Reproduce each of the entries below word for word, omitting the pictures.

* DATA:
◆ ◆ ◆
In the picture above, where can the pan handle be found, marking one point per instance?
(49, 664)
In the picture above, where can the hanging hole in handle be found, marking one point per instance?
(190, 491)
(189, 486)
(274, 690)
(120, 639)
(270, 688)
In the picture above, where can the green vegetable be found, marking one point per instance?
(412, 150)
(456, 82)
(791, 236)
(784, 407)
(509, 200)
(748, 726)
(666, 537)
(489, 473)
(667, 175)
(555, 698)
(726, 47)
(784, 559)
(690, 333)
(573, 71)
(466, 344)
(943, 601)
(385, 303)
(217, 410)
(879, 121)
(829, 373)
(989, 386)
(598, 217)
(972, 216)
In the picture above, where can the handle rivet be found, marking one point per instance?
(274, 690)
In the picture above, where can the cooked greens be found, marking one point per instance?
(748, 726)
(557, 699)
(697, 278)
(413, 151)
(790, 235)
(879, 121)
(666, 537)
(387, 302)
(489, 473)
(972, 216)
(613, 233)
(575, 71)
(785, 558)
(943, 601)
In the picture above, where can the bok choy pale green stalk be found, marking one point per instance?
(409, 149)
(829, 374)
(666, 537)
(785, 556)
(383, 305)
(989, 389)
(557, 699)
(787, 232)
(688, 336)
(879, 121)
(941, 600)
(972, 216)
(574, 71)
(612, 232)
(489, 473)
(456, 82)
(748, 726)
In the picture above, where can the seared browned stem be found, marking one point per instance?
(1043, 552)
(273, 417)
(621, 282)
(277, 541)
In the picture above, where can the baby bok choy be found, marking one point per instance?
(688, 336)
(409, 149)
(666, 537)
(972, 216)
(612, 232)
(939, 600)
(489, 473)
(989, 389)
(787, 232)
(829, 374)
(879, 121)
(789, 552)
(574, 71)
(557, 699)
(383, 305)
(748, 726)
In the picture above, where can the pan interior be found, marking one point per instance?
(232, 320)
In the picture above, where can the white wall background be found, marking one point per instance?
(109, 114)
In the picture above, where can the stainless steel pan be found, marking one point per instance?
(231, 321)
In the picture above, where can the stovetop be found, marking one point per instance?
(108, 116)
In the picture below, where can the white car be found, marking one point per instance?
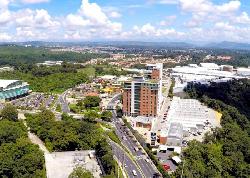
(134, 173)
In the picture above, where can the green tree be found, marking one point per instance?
◆ ◆ ◆
* RESULT BELOW:
In the picture above, where can the pan handle be found, marking one point per instance?
(49, 664)
In the picture above, where can the hanging hole in handle be found, marking one point per instance?
(190, 491)
(189, 486)
(274, 690)
(120, 639)
(270, 688)
In the picture above, where can the green vegetable be found, marking one point per instance?
(412, 150)
(456, 82)
(791, 236)
(784, 407)
(509, 200)
(748, 726)
(666, 537)
(489, 473)
(667, 175)
(555, 698)
(726, 47)
(784, 559)
(690, 333)
(573, 71)
(466, 344)
(943, 601)
(385, 303)
(217, 410)
(879, 121)
(829, 373)
(989, 386)
(598, 217)
(972, 216)
In the picture above, where can the handle rivet be found, marking one point per instance?
(274, 690)
In the picture above, where can the cooked greens be found, marking one point per instance?
(748, 726)
(557, 699)
(697, 278)
(413, 151)
(790, 235)
(879, 121)
(666, 537)
(387, 302)
(489, 473)
(972, 216)
(613, 233)
(575, 71)
(785, 558)
(943, 601)
In the picture above, where can the bok choy pale green stalk be found, marking one point per instance?
(409, 149)
(829, 374)
(666, 537)
(785, 556)
(383, 305)
(989, 389)
(557, 699)
(787, 232)
(688, 336)
(879, 121)
(941, 600)
(972, 216)
(574, 71)
(612, 232)
(489, 473)
(456, 82)
(748, 726)
In the picture above, where can the seared browned stem be found, marking one point per instance?
(1043, 552)
(273, 417)
(621, 282)
(277, 541)
In the picture above, where can the baby bok choy be found, marking one point per instance?
(688, 336)
(409, 149)
(666, 537)
(972, 216)
(612, 232)
(939, 600)
(489, 473)
(989, 389)
(787, 232)
(829, 374)
(879, 121)
(789, 552)
(574, 71)
(557, 699)
(383, 305)
(748, 726)
In the picture above, where can the pan interior be found, marking one point per instance?
(232, 320)
In the picture above, where can the white wall background be found, marking one point per instance?
(109, 114)
In the picture above, where can the stainless steel pan be found, marking one point per instance?
(231, 321)
In the picture above, where can the stovetop be found, marking one point per instance?
(108, 116)
In the picture below, where can the white car be found, marking one point per instance?
(134, 173)
In the picture above, where can the green tree be found, marking one point per instance?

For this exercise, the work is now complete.